Requirement:
Locate the line that contains "The function MUST provide one point per instance of the forearm". Print it and every subsequent line through the final line of the records, exactly and only those.

Task material:
^^^^^^^^
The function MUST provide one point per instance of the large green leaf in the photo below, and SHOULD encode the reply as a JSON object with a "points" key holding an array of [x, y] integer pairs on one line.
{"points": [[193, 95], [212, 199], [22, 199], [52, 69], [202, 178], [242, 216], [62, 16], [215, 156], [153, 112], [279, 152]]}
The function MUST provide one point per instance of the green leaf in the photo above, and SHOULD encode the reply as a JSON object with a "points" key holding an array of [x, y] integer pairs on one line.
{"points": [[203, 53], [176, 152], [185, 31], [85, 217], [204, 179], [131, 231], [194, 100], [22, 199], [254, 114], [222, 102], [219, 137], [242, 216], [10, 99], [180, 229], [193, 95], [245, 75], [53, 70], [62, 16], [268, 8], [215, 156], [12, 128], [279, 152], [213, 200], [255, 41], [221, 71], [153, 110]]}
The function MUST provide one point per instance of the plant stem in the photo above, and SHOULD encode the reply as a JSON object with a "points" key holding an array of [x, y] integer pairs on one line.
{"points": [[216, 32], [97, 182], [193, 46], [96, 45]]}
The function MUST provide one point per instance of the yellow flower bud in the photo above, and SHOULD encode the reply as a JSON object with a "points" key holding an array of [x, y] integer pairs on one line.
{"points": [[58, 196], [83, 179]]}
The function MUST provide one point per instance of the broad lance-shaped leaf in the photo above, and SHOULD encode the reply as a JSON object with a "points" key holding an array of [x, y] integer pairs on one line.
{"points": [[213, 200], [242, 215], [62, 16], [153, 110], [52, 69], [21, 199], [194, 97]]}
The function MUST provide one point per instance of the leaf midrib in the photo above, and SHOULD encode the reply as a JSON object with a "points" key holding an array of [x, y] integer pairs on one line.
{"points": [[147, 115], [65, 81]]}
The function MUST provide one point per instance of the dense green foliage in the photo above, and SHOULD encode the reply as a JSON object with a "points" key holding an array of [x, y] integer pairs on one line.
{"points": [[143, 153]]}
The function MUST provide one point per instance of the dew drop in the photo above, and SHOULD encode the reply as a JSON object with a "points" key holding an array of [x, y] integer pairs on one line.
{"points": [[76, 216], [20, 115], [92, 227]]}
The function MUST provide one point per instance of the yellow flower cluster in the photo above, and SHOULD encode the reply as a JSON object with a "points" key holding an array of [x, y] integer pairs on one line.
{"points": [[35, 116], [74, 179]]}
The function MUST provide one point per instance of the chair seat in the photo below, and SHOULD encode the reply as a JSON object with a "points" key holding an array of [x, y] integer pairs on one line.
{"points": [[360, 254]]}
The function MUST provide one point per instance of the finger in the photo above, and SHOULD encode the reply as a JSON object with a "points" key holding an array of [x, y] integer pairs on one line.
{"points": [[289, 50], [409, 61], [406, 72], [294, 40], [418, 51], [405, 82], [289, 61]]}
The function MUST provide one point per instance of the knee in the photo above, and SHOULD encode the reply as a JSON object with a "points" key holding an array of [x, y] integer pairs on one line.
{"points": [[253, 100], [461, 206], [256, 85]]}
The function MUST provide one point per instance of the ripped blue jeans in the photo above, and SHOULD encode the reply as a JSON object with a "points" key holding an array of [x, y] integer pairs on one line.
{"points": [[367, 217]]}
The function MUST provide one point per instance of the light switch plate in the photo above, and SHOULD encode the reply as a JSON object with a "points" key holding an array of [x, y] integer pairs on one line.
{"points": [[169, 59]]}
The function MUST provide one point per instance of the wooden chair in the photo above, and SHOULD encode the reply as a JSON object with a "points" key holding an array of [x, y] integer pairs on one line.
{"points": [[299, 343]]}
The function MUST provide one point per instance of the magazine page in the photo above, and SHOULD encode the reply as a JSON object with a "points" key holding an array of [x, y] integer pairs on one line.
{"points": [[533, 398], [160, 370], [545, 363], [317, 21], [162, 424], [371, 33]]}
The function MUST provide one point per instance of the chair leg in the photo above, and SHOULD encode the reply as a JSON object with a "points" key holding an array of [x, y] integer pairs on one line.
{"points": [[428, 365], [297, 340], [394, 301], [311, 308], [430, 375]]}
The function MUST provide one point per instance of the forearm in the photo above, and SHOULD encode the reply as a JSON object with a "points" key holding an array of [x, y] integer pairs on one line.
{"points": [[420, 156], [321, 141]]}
^^^^^^^^
Reply to the exercise:
The function MUST provide one point per instance of the forearm in the photo above, and SHOULD encode the reply as a JSON object with a "points" key holding an array of [x, y] integer pairs on one line.
{"points": [[420, 156], [321, 141]]}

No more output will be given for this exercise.